# WHAT YOU WILL DO
Reproduce the listing line for line, starting at the line that contains "Target: streaked plumage" and ending at the final line of the listing, with both ends included.

Excerpts of pointing data
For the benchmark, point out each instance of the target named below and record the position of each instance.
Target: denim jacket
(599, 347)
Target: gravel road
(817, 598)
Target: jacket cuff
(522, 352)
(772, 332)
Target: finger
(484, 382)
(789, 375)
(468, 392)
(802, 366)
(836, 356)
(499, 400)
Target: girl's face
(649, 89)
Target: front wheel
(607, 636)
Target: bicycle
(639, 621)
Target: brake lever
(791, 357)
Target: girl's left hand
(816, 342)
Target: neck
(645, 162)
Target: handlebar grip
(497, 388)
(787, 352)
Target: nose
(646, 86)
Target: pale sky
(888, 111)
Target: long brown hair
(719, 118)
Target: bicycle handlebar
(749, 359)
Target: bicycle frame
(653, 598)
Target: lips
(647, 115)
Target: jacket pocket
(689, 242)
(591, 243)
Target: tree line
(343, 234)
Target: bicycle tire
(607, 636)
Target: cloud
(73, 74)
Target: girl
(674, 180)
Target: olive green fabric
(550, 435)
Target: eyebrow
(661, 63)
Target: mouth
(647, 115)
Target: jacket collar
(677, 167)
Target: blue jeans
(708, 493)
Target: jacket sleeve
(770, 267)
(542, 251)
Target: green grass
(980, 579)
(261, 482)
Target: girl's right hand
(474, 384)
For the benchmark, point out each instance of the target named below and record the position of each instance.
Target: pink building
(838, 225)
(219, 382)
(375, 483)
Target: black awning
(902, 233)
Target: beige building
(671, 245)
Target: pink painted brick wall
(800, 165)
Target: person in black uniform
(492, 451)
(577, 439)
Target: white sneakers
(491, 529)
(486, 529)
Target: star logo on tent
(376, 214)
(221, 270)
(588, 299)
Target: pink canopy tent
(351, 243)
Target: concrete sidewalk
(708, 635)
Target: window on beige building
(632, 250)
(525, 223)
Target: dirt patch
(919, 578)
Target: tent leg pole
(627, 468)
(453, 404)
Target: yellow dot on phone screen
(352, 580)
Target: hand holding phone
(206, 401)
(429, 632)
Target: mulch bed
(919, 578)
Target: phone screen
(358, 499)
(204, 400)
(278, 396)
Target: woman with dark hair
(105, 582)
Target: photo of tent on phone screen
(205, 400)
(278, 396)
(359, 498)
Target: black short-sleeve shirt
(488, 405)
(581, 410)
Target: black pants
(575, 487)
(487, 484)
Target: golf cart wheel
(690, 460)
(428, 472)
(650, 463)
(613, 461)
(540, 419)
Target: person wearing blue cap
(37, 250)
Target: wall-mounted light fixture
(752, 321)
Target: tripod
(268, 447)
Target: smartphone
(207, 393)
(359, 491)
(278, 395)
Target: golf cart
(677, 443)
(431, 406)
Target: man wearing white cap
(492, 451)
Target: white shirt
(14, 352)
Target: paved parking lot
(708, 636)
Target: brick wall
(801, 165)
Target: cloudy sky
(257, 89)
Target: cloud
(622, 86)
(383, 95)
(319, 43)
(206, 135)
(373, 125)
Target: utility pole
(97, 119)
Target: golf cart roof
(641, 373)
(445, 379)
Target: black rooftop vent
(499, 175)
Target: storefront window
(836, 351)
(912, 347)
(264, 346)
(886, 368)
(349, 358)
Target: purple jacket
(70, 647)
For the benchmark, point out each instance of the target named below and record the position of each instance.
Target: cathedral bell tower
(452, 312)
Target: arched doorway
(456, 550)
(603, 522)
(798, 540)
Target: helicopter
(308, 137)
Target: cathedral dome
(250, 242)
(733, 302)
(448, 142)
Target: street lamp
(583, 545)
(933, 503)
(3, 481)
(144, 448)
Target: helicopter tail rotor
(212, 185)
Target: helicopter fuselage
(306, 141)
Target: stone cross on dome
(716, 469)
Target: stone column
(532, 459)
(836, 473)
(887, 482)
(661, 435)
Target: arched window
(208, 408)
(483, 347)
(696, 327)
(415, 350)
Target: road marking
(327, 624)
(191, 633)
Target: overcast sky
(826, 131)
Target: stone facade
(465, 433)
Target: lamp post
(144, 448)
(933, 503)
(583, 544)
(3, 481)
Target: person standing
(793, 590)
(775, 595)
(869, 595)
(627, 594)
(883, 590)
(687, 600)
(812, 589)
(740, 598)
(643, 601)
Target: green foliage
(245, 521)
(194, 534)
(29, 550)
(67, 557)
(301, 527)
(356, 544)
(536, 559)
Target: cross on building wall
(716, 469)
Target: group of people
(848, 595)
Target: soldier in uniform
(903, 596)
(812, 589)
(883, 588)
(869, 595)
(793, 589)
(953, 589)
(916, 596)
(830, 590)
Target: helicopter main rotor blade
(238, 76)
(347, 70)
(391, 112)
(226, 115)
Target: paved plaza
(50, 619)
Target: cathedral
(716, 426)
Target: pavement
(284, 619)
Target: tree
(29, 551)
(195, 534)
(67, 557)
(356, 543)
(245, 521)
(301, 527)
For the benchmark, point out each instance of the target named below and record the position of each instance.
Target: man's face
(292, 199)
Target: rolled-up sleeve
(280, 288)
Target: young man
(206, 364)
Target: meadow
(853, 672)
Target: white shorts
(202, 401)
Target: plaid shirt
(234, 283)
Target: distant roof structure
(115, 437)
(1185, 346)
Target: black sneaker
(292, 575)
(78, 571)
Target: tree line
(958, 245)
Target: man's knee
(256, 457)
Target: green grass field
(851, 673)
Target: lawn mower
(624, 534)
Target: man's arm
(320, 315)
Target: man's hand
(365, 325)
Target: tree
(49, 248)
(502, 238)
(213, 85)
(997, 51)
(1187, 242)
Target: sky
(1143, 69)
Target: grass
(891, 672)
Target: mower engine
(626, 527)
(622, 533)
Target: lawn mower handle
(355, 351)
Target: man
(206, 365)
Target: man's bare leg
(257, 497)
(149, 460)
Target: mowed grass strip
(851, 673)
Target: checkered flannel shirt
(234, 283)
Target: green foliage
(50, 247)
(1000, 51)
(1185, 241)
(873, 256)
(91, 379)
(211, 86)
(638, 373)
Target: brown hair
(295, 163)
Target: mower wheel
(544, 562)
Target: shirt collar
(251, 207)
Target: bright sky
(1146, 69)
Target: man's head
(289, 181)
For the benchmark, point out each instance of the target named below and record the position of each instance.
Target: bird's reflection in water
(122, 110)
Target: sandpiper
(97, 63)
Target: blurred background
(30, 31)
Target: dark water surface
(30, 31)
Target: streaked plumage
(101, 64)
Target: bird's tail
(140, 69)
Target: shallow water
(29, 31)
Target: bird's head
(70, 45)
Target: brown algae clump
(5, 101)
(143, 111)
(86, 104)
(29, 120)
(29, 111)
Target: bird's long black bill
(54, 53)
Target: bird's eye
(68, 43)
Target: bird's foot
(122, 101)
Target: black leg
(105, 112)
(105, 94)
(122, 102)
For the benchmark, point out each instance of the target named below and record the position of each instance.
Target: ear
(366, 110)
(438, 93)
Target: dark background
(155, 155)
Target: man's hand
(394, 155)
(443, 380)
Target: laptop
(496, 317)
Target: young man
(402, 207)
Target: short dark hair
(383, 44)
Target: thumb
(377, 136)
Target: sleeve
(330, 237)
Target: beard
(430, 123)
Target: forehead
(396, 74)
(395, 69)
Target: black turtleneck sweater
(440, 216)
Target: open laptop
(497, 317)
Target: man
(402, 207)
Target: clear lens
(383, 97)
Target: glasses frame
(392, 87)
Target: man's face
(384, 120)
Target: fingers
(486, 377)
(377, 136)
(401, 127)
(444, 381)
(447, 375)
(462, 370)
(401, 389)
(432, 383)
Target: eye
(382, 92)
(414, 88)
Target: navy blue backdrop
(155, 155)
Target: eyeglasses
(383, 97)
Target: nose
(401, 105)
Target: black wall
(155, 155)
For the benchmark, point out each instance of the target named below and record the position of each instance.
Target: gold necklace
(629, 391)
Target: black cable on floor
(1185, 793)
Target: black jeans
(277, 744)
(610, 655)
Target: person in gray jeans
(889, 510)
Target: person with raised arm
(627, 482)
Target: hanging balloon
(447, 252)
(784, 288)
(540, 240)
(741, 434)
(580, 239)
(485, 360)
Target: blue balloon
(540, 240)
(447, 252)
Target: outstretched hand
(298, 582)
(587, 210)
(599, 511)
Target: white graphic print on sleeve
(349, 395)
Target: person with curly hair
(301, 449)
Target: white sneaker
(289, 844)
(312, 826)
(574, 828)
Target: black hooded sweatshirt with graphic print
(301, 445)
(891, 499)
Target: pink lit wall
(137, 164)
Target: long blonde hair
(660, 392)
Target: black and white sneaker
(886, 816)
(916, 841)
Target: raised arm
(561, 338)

# EXERCISE SOLUTION
Target: streaked plumage
(101, 64)
Target: bird's tail
(140, 69)
Target: shallow water
(29, 31)
Target: bird's head
(70, 45)
Target: brown algae clump
(5, 101)
(143, 111)
(86, 104)
(29, 120)
(29, 111)
Target: bird's long black bill
(54, 53)
Target: bird's eye
(68, 43)
Target: bird's foot
(122, 101)
Target: black leg
(105, 112)
(105, 94)
(122, 102)
For the benchmark, point out each instance of the target named below and record the position of each instance.
Target: ear
(366, 110)
(438, 93)
Target: dark background
(155, 155)
Target: man's hand
(394, 155)
(443, 380)
Target: laptop
(496, 317)
Target: young man
(402, 207)
Target: short dark hair
(383, 44)
Target: thumb
(377, 136)
Target: sleeve
(330, 237)
Target: beard
(430, 123)
Target: forehead
(396, 74)
(395, 69)
Target: black turtleneck sweater
(440, 216)
Target: open laptop
(497, 317)
Target: man
(402, 207)
Target: clear lens
(383, 97)
Target: glasses frame
(392, 87)
Target: man's face
(384, 120)
Target: fingers
(486, 377)
(377, 136)
(401, 127)
(444, 381)
(447, 375)
(462, 370)
(401, 389)
(432, 383)
Target: eye
(382, 92)
(414, 88)
Target: navy blue backdrop
(155, 155)
Target: eyeglasses
(383, 97)
Target: nose
(401, 105)
Target: black wall
(155, 155)
For the benchmark, point out each instance of the target named below and record the position of each instance.
Target: gold necklace
(629, 391)
Target: black cable on floor
(1185, 793)
Target: black jeans
(277, 744)
(610, 655)
Target: person in gray jeans
(889, 510)
Target: person with raised arm
(627, 482)
Target: hanging balloon
(447, 252)
(784, 288)
(540, 240)
(741, 434)
(580, 239)
(485, 360)
Target: blue balloon
(540, 240)
(447, 252)
Target: outstretched hand
(298, 582)
(587, 210)
(599, 511)
Target: white graphic print on sleeve
(349, 395)
Target: person with curly hair
(301, 449)
Target: white sneaker
(289, 844)
(312, 826)
(574, 828)
Target: black hooded sweatshirt with graphic print
(301, 445)
(891, 499)
Target: pink lit wall
(137, 164)
Target: long blonde hair
(660, 392)
Target: black and white sneaker
(886, 816)
(916, 841)
Target: raised arm
(561, 338)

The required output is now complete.